Format the entries as a two-column CSV with the headers instruction and answer, one row per entry, putting each field in quotation marks and turning any line breaks into spaces. Cover everything from the line containing "Mark one point per instance of the navy" down to the end of the entries.

### Source data
►

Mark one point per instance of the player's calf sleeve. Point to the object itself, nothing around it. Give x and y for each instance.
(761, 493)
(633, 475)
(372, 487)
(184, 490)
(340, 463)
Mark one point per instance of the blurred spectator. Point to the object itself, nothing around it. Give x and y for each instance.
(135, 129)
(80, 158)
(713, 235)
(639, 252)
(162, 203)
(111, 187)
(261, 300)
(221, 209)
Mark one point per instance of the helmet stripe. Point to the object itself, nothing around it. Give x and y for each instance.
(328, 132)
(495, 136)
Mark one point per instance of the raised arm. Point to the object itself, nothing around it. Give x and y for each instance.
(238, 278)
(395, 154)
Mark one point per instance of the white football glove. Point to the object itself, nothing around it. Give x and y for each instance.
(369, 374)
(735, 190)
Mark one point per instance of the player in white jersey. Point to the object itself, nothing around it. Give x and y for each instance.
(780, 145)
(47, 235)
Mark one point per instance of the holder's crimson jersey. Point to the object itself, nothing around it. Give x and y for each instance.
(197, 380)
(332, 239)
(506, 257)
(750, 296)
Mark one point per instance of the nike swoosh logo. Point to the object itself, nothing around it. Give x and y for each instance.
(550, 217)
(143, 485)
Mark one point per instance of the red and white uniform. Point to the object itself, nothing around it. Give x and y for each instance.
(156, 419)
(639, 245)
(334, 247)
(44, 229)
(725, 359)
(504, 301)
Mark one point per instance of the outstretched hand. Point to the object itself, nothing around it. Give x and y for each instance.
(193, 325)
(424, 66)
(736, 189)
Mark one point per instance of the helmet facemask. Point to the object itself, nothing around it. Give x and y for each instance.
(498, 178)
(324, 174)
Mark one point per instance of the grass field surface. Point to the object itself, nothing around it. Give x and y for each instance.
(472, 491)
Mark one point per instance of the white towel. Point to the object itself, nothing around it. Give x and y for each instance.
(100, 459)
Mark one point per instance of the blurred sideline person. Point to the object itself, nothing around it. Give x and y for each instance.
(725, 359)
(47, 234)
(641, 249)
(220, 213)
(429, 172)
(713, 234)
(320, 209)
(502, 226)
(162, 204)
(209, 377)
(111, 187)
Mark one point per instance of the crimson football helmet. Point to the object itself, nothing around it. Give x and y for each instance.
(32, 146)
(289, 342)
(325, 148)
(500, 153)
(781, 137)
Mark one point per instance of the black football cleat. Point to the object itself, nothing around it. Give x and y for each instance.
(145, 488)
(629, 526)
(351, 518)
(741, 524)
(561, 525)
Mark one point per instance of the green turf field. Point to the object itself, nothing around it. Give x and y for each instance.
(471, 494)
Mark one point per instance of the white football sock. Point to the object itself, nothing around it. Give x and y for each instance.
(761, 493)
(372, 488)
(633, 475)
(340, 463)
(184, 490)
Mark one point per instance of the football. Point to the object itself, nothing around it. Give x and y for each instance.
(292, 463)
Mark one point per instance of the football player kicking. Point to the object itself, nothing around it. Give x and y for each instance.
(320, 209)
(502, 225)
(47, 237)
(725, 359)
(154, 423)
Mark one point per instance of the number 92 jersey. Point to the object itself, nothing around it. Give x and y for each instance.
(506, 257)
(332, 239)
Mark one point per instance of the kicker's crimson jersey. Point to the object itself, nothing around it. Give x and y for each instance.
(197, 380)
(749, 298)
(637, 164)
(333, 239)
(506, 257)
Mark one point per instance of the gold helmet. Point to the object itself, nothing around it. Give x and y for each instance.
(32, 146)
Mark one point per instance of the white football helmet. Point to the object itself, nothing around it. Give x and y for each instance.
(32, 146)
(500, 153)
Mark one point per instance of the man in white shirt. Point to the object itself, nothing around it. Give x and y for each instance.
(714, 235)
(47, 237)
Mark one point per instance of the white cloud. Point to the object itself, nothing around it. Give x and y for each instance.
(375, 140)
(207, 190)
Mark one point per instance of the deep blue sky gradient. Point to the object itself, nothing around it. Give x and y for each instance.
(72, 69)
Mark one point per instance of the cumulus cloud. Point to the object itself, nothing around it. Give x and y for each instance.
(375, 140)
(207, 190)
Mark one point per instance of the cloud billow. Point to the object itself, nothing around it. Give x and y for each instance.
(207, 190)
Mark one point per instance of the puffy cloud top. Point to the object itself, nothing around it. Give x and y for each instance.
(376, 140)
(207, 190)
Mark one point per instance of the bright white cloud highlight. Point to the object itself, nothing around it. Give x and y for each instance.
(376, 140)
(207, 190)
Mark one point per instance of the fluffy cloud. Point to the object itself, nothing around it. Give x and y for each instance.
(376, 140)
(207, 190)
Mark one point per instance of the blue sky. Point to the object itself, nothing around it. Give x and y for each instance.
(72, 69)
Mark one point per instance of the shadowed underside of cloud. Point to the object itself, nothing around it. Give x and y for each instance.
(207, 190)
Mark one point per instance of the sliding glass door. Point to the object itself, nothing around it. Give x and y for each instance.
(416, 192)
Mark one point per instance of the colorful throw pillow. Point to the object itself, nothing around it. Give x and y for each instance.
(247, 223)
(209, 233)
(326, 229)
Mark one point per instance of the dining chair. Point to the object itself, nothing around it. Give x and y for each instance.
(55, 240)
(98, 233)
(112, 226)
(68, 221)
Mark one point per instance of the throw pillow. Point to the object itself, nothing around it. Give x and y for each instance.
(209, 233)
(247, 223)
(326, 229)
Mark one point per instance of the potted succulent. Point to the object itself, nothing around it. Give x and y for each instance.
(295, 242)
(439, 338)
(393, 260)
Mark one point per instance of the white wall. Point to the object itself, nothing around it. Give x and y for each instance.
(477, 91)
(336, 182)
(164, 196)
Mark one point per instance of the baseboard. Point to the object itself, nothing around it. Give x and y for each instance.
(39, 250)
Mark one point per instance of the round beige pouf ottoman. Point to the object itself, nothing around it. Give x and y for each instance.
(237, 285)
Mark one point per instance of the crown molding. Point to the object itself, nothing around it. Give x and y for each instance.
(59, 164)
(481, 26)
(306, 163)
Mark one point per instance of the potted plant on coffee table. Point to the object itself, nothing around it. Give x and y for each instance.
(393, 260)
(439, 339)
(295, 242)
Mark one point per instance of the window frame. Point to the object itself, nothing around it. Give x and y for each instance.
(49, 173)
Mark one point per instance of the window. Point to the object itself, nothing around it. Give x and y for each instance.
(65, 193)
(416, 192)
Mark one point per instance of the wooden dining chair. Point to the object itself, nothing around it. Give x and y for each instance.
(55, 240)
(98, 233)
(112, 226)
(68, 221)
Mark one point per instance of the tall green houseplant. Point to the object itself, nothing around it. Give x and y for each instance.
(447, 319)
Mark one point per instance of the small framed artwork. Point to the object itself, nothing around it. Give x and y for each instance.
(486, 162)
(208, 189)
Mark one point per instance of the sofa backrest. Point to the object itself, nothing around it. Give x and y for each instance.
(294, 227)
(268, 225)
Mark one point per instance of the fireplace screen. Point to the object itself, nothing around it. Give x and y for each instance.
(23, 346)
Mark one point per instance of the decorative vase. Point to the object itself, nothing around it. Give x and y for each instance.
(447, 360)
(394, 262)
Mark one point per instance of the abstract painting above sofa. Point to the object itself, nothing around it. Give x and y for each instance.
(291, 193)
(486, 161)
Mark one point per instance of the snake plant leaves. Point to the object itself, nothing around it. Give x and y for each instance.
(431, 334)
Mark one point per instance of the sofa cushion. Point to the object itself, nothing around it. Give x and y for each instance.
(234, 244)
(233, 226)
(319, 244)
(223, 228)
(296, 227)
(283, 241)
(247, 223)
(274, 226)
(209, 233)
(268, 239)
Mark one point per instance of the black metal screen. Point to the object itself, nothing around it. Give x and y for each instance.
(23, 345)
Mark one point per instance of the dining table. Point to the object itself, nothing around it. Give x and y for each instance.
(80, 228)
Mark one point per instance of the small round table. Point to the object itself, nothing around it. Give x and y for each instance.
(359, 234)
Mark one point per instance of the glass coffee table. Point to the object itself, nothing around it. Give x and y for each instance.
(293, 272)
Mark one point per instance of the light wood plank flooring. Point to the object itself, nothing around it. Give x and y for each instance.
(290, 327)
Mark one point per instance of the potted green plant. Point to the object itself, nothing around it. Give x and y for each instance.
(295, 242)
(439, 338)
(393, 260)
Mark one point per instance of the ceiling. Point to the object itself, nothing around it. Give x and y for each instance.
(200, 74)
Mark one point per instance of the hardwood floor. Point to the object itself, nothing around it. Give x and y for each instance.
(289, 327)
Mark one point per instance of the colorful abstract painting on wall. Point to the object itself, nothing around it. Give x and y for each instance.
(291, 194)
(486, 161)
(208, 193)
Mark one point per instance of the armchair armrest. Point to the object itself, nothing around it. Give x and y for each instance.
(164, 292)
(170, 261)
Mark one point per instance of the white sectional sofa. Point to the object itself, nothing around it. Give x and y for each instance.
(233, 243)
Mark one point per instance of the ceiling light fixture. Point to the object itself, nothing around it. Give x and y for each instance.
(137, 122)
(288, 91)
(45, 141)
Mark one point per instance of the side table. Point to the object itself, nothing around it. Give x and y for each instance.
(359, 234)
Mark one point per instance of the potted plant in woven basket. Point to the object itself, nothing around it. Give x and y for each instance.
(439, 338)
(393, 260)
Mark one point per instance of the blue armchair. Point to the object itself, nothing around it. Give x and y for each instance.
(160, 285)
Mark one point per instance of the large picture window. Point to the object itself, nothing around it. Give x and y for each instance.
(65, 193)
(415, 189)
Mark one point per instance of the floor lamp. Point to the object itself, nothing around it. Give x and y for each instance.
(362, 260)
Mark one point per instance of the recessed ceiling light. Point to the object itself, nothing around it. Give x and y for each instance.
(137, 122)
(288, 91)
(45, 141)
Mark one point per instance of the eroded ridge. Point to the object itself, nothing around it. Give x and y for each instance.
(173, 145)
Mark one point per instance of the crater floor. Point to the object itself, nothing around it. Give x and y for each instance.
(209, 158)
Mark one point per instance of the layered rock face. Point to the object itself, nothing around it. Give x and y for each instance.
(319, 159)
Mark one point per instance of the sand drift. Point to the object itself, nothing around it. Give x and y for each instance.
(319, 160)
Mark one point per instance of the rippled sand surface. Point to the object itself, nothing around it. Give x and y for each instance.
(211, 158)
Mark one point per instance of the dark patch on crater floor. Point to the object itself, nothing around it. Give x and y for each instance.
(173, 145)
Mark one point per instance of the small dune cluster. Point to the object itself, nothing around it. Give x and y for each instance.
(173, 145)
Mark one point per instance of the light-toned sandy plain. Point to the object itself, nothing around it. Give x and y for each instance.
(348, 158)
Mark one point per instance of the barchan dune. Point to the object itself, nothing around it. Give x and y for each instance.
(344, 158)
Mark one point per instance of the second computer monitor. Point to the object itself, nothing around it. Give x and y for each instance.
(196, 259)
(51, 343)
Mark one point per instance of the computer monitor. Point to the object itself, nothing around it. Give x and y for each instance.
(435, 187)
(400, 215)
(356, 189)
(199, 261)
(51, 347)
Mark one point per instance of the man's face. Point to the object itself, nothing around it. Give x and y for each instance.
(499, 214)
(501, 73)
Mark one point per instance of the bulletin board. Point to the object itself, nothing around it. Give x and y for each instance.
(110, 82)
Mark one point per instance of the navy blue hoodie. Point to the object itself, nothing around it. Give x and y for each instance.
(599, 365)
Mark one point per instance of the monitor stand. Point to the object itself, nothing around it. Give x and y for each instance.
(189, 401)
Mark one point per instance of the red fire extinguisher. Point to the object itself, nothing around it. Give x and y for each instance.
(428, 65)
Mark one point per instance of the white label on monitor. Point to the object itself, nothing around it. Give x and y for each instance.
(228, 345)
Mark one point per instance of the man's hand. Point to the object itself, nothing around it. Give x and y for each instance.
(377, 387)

◄

### Problem solution
instruction,answer
"Mark one point per instance of the navy blue hoodie. Point to the object itself, nothing around it. Give x and y for each instance.","(599, 365)"
"Mark one point per instance of the monitor stand. Point to the object itself, nothing around it. Give x and y for each instance.","(189, 401)"
"Mark one point per instance of the red fire extinguisher. Point to the object itself, nothing around it. Give x and y for each instance.","(428, 65)"
"Mark one point per instance of the white label on monitor. Point to the object itself, nothing around it. Give x and y for each instance.","(228, 345)"
"Mark one point per instance of the man's hand. Point to the object itself, nothing around it. Give x and y for each instance.","(377, 387)"